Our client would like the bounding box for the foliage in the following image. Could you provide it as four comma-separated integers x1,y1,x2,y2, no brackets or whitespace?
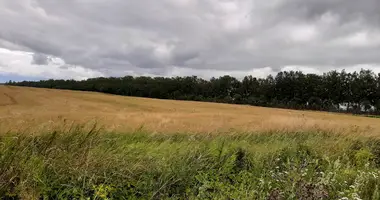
2,126,380,199
6,69,380,115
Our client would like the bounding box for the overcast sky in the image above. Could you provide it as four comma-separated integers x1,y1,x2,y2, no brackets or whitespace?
0,0,380,81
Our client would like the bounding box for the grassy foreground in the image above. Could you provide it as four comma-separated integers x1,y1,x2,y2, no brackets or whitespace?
1,126,380,199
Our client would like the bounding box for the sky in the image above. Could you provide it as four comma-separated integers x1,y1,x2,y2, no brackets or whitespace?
0,0,380,82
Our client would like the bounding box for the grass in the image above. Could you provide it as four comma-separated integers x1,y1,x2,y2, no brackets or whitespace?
1,124,380,199
364,115,380,119
2,86,380,199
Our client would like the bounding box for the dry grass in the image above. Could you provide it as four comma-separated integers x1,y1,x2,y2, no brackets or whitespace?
1,85,380,135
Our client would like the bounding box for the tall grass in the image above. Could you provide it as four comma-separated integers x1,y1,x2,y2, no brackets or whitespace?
1,125,380,199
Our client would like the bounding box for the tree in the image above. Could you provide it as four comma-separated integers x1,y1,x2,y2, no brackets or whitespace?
308,97,322,110
361,99,372,113
6,69,380,115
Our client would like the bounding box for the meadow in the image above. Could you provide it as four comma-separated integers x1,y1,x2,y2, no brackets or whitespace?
1,86,380,199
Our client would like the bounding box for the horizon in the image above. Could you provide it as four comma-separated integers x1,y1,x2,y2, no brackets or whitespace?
2,67,380,84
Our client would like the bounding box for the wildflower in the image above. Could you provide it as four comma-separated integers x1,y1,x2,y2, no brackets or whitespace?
371,172,378,179
352,193,362,200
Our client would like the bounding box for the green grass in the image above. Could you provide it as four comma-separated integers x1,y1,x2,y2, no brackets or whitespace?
364,115,380,119
1,125,380,199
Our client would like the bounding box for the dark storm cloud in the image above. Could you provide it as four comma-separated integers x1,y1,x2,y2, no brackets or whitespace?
0,0,379,78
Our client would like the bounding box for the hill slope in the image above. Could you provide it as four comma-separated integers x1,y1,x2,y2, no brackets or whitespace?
1,85,379,135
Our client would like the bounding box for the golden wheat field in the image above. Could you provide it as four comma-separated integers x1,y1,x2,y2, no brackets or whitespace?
1,85,380,135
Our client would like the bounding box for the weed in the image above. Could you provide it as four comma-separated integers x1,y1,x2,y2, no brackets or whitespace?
1,127,380,199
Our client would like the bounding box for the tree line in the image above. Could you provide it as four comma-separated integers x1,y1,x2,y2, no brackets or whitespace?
6,69,380,115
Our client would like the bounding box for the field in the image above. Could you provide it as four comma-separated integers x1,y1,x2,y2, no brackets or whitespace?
1,86,380,199
1,85,380,135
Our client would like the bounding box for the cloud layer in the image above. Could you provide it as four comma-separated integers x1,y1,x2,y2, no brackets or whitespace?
0,0,380,80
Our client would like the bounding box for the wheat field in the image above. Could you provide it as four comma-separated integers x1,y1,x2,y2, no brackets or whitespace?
1,85,379,135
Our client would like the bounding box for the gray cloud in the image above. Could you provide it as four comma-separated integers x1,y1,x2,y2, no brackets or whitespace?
0,0,380,78
277,0,380,25
32,53,49,65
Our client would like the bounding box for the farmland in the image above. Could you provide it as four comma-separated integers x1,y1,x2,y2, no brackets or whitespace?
1,85,380,135
1,86,380,199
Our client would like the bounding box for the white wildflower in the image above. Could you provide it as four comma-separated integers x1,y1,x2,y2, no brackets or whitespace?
352,193,362,200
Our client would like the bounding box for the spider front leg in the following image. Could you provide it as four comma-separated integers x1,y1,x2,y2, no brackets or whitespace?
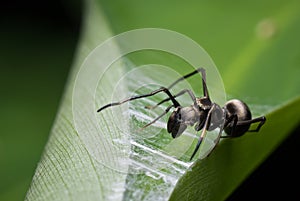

::::::::::

WHAT THIS TASK INVOLVES | Set down the material above word for word and skip its pictures.

EXERCISE SOLUTION |
Our client would like the bounding box for the foliage in the following image. Could you provide it as four comma-separated integers x1,y1,x2,y2, no brackets or whitespace?
2,126,380,199
6,69,380,115
Our client would like the bounding box for the overcast sky in the image above. Could you provide it as four comma-separated integers x1,y1,x2,y2, no brackets or whitespace?
0,0,380,81
Our client would like the bounding box for the grassy foreground in the image above. Could you provide it as four comma-separated integers x1,y1,x2,y2, no brackets or whitespace?
1,126,380,199
Our client would like the bounding box for the sky in the image above. Could you provide it as four comma-separated integers x1,y1,x2,y2, no brackets or whitespace?
0,0,380,82
Our client would like the bounding box for the grass in the image above. Could you provide it as four comma-separated integers x1,y1,x2,y2, no brackets or whitespace?
1,124,380,199
364,115,380,119
2,86,380,199
Our client would like the bounding box for the dry grass in the image above. Could you provide it as four comma-separated integers x1,y1,x2,y2, no brackets or whitespace?
1,85,380,135
Our client would like the bounding box for the tall grass in the image above. Could you provide it as four comma-separated integers x1,y1,x2,y2, no brackets or whitespace?
1,125,380,199
Our client would like the bounding box for the tree in the image above. Could you provide it as four comma-separated integers x1,y1,x2,y2, no brackets or whitespace?
308,97,322,110
361,99,372,113
6,69,380,115
Our client would like the bounding box for the meadow in the image above. Could you provide it as four comma-separated integers x1,y1,x2,y2, no brackets or whitespace?
1,86,380,199
Our client would like the bounding box for the horizon in the image above. Could you provide it as four comma-separated integers x1,y1,x2,y2, no brackets or whitespace?
2,67,380,84
Our client would like the bounding box for the wildflower in the image above. Could you provide it as four comma-separated integers x1,y1,x2,y2, no brackets or whitespace?
371,172,378,179
352,193,362,200
Our client would like the bounding box for the green grass in the image above. Could you provide it as four comma-separated integers x1,y1,x2,y2, no brackets or whitespace?
364,115,380,119
1,125,380,199
Our client would like the bounding box for the dark storm cloud in the image above. Could you provide it as four comma-separated integers x1,y1,x2,y2, no brackets or whitespace?
0,0,379,78
Our client would like the bounding box for the hill slope in the image above. Could you provide it as four comma-separated integers x1,y1,x2,y2, no brackets or whitespace?
1,85,379,135
Our client would like the bounding box for the golden wheat field in the image above. Could you provide it as four comma-separated integers x1,y1,x2,y2, no brackets or whitespace?
1,85,380,135
Our client would like the bounding box for the weed in the image above. Could you provide it as four comma-separated integers x1,y1,x2,y2, no brackets or whitespace?
1,127,380,199
Our client would like the bounding box for the tree line in the image above. Could you provide it as four comma-separated integers x1,y1,x2,y2, no brackets or whitespace?
6,69,380,115
Our client would like the bounding box for the field in the image above. Could you provide it as four comma-separated integers x1,y1,x2,y2, no brackets or whitespace?
1,86,380,199
1,85,380,135
Our client would like the bounding box for the cloud layer in the image above. Could you provide it as four comma-separated integers x1,y1,x2,y2, no brackets or whitespace?
0,0,380,80
Our client would like the bounding box for the wheat field in the image above. Could you provide it as four comma-separated integers x1,y1,x2,y2, no brackets or whitespace?
1,85,379,135
Our client would like the bounding box for the gray cloud in the image above. Could you provide it as four comma-separated integers x1,y1,x2,y2, no brackets or whitespace?
0,0,380,78
277,0,380,25
32,53,49,65
Our client would like the bounding box for the farmland in the image above. Could you provide it as four comma-separated integers x1,y1,x2,y2, no brackets or whitespace?
1,85,380,135
1,86,380,199
Our client would like the bounding box for the white wildflower in the image above. Could you provide it as four comma-separated integers x1,y1,x2,y2, no brackets or whitespace?
352,193,362,200
Our client would like the bounding box for the spider front leg in the following image. Could you provide it as four comma-separated integers x1,y1,x2,y2, no brackets or whitespace?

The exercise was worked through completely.